● **What is required**
What follows is a listing. Return every line of it exactly.

● **Provided data**
■ ■ ■ ■

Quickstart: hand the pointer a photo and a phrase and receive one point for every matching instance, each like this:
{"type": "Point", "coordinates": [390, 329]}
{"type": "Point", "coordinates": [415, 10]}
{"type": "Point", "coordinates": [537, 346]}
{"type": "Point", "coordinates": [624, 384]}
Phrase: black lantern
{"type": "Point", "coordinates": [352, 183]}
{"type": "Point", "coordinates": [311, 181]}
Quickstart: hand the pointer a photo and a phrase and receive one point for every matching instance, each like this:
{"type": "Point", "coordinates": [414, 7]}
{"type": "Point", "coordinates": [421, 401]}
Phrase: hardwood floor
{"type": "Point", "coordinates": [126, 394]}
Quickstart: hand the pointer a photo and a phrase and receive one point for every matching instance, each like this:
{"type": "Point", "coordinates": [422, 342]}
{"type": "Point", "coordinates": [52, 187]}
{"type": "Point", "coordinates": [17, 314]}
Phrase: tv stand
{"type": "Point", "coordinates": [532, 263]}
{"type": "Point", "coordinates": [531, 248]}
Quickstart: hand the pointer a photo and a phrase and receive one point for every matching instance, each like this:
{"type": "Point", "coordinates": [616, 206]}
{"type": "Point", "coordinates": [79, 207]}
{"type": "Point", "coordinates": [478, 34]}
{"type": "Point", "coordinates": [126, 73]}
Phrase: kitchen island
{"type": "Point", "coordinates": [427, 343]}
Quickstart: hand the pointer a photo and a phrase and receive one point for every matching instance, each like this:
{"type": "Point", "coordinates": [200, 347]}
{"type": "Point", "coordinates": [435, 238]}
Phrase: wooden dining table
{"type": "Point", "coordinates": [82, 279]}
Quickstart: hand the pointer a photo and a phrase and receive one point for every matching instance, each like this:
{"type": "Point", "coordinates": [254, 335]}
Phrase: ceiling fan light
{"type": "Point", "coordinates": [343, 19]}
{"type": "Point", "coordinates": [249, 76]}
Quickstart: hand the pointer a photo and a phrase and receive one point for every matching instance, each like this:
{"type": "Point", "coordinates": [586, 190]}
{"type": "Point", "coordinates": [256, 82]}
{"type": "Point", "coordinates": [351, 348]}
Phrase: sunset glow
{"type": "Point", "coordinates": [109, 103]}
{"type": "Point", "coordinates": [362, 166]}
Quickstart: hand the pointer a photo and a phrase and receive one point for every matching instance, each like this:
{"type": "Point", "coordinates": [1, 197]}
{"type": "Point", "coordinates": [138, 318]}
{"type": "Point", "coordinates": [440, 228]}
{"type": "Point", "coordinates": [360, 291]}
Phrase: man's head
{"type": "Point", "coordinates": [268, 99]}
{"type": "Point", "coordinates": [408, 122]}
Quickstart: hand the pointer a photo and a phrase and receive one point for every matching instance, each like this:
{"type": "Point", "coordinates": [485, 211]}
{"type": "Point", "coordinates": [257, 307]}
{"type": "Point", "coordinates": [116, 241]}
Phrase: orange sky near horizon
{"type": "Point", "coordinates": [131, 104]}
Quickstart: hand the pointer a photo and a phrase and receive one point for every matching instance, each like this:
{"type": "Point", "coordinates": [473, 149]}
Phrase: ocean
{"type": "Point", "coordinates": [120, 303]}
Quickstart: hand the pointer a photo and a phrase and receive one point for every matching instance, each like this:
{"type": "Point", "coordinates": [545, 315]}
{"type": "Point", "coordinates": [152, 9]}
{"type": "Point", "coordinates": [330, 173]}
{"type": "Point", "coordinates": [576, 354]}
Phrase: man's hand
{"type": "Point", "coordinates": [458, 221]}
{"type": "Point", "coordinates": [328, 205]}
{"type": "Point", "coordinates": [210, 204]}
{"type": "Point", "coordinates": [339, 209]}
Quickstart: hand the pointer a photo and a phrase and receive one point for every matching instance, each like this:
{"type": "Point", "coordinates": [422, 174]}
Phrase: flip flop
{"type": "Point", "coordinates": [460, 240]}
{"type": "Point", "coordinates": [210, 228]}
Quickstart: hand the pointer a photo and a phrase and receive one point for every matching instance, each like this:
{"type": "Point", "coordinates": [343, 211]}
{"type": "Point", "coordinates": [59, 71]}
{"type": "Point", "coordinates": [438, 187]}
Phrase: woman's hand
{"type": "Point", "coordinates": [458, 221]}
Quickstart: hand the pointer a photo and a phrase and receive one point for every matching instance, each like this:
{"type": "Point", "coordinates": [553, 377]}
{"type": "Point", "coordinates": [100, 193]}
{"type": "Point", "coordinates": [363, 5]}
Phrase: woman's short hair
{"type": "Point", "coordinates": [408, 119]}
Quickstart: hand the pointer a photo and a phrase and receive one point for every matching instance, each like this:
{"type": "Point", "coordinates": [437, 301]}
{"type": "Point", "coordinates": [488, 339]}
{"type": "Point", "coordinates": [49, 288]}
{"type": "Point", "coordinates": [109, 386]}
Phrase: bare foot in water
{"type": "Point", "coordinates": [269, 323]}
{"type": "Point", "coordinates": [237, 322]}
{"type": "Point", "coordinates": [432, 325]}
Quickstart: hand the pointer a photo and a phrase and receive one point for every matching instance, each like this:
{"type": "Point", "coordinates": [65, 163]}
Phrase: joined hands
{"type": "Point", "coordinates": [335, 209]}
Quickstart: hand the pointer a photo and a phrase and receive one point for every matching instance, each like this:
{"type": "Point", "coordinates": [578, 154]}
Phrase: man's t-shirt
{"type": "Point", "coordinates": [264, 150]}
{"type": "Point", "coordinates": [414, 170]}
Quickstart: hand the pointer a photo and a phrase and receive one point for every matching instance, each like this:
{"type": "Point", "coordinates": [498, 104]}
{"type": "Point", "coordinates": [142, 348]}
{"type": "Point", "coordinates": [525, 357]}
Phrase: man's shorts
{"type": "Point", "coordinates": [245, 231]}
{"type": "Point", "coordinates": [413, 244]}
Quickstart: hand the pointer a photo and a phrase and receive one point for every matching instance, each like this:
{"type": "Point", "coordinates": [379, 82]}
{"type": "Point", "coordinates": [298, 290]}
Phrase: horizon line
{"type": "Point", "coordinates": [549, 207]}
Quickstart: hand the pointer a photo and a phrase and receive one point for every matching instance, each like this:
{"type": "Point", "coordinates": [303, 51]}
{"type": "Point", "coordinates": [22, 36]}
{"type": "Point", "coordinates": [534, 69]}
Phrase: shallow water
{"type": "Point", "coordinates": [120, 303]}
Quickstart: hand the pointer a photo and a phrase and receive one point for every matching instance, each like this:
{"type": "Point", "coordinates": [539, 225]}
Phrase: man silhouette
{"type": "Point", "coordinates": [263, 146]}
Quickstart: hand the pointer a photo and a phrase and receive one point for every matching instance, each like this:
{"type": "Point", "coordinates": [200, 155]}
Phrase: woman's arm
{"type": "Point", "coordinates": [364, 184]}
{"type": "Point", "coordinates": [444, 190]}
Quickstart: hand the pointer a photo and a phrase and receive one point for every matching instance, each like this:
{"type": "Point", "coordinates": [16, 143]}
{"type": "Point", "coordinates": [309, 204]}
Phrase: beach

■ ■ ■ ■

● **Result for this exercise**
Quickstart: hand the pointer a photo and a phrase and receive one point for every matching instance, each like this:
{"type": "Point", "coordinates": [390, 329]}
{"type": "Point", "coordinates": [415, 10]}
{"type": "Point", "coordinates": [537, 346]}
{"type": "Point", "coordinates": [624, 384]}
Phrase: black lantern
{"type": "Point", "coordinates": [352, 183]}
{"type": "Point", "coordinates": [311, 181]}
Quickstart: hand the pointer a photo and a phrase and receive one point for every matching instance, each like this:
{"type": "Point", "coordinates": [414, 7]}
{"type": "Point", "coordinates": [421, 401]}
Phrase: hardwood floor
{"type": "Point", "coordinates": [126, 394]}
Quickstart: hand the pointer a photo and a phrase and receive one point for every matching instance, each like this:
{"type": "Point", "coordinates": [422, 342]}
{"type": "Point", "coordinates": [52, 187]}
{"type": "Point", "coordinates": [17, 314]}
Phrase: tv stand
{"type": "Point", "coordinates": [532, 263]}
{"type": "Point", "coordinates": [531, 248]}
Quickstart: hand the pointer a photo and a phrase and receive one point for every matching instance, each like this:
{"type": "Point", "coordinates": [616, 206]}
{"type": "Point", "coordinates": [79, 207]}
{"type": "Point", "coordinates": [478, 34]}
{"type": "Point", "coordinates": [126, 73]}
Phrase: kitchen island
{"type": "Point", "coordinates": [427, 343]}
Quickstart: hand the pointer a photo and a phrase and receive one point for every matching instance, each like this:
{"type": "Point", "coordinates": [200, 347]}
{"type": "Point", "coordinates": [435, 238]}
Phrase: wooden dining table
{"type": "Point", "coordinates": [82, 279]}
Quickstart: hand the pointer a photo and a phrase and receive one point for every matching instance, each like this:
{"type": "Point", "coordinates": [254, 335]}
Phrase: ceiling fan light
{"type": "Point", "coordinates": [343, 19]}
{"type": "Point", "coordinates": [249, 76]}
Quickstart: hand the pointer a photo and a phrase and receive one point for every matching instance, each like this:
{"type": "Point", "coordinates": [586, 190]}
{"type": "Point", "coordinates": [256, 82]}
{"type": "Point", "coordinates": [351, 348]}
Phrase: sunset glow
{"type": "Point", "coordinates": [109, 103]}
{"type": "Point", "coordinates": [362, 166]}
Quickstart: hand the pointer a photo and a phrase and receive one point for every matching instance, each like this:
{"type": "Point", "coordinates": [1, 197]}
{"type": "Point", "coordinates": [138, 318]}
{"type": "Point", "coordinates": [440, 228]}
{"type": "Point", "coordinates": [360, 291]}
Phrase: man's head
{"type": "Point", "coordinates": [268, 99]}
{"type": "Point", "coordinates": [408, 122]}
Quickstart: hand the pointer a photo and a phrase and receive one point for every matching instance, each like this:
{"type": "Point", "coordinates": [485, 211]}
{"type": "Point", "coordinates": [257, 307]}
{"type": "Point", "coordinates": [116, 241]}
Phrase: orange sky near horizon
{"type": "Point", "coordinates": [131, 104]}
Quickstart: hand the pointer a photo and a phrase and receive one point for every matching instance, each like this:
{"type": "Point", "coordinates": [473, 149]}
Phrase: ocean
{"type": "Point", "coordinates": [120, 303]}
Quickstart: hand the pointer a photo and a phrase and receive one point for every matching instance, each like this:
{"type": "Point", "coordinates": [545, 315]}
{"type": "Point", "coordinates": [152, 9]}
{"type": "Point", "coordinates": [330, 173]}
{"type": "Point", "coordinates": [576, 354]}
Phrase: man's hand
{"type": "Point", "coordinates": [458, 221]}
{"type": "Point", "coordinates": [328, 205]}
{"type": "Point", "coordinates": [210, 204]}
{"type": "Point", "coordinates": [339, 209]}
Quickstart: hand the pointer a photo and a phrase and receive one point for every matching instance, each like this:
{"type": "Point", "coordinates": [422, 174]}
Phrase: flip flop
{"type": "Point", "coordinates": [460, 240]}
{"type": "Point", "coordinates": [210, 228]}
Quickstart: hand the pointer a photo and a phrase and receive one point for every matching instance, each like this:
{"type": "Point", "coordinates": [343, 211]}
{"type": "Point", "coordinates": [59, 71]}
{"type": "Point", "coordinates": [438, 187]}
Phrase: woman's hand
{"type": "Point", "coordinates": [458, 221]}
Quickstart: hand the pointer a photo and a phrase and receive one point for every matching instance, each like this:
{"type": "Point", "coordinates": [553, 377]}
{"type": "Point", "coordinates": [100, 193]}
{"type": "Point", "coordinates": [363, 5]}
Phrase: woman's short hair
{"type": "Point", "coordinates": [408, 119]}
Quickstart: hand the pointer a photo and a phrase and receive one point for every matching instance, each like this:
{"type": "Point", "coordinates": [437, 301]}
{"type": "Point", "coordinates": [488, 339]}
{"type": "Point", "coordinates": [49, 288]}
{"type": "Point", "coordinates": [109, 386]}
Phrase: bare foot in water
{"type": "Point", "coordinates": [269, 323]}
{"type": "Point", "coordinates": [237, 322]}
{"type": "Point", "coordinates": [432, 325]}
Quickstart: hand the pointer a photo and a phrase and receive one point for every matching instance, each like this:
{"type": "Point", "coordinates": [65, 163]}
Phrase: joined hands
{"type": "Point", "coordinates": [335, 209]}
Quickstart: hand the pointer a photo and a phrase and receive one point for every matching instance, each like this:
{"type": "Point", "coordinates": [578, 154]}
Phrase: man's t-shirt
{"type": "Point", "coordinates": [264, 150]}
{"type": "Point", "coordinates": [414, 170]}
Quickstart: hand the pointer a photo and a phrase and receive one point for every matching instance, each like this:
{"type": "Point", "coordinates": [498, 104]}
{"type": "Point", "coordinates": [142, 348]}
{"type": "Point", "coordinates": [525, 357]}
Phrase: man's shorts
{"type": "Point", "coordinates": [245, 231]}
{"type": "Point", "coordinates": [413, 244]}
Quickstart: hand the pointer a photo and a phrase and receive one point for every matching instance, each like this:
{"type": "Point", "coordinates": [379, 82]}
{"type": "Point", "coordinates": [298, 290]}
Phrase: horizon line
{"type": "Point", "coordinates": [549, 207]}
Quickstart: hand the pointer a photo and a phrase and receive one point for every matching instance, each like this:
{"type": "Point", "coordinates": [303, 51]}
{"type": "Point", "coordinates": [22, 36]}
{"type": "Point", "coordinates": [534, 69]}
Phrase: shallow water
{"type": "Point", "coordinates": [120, 303]}
Quickstart: hand the pointer a photo and a phrase and receive one point for every matching instance, each like this:
{"type": "Point", "coordinates": [539, 225]}
Phrase: man silhouette
{"type": "Point", "coordinates": [263, 146]}
Quickstart: hand the pointer a photo and a phrase and receive one point for every matching instance, each like this:
{"type": "Point", "coordinates": [200, 155]}
Phrase: woman's arm
{"type": "Point", "coordinates": [364, 184]}
{"type": "Point", "coordinates": [444, 190]}
Quickstart: hand the pointer a photo and a phrase and receive one point for every matching instance, each like this:
{"type": "Point", "coordinates": [16, 143]}
{"type": "Point", "coordinates": [309, 204]}
Phrase: beach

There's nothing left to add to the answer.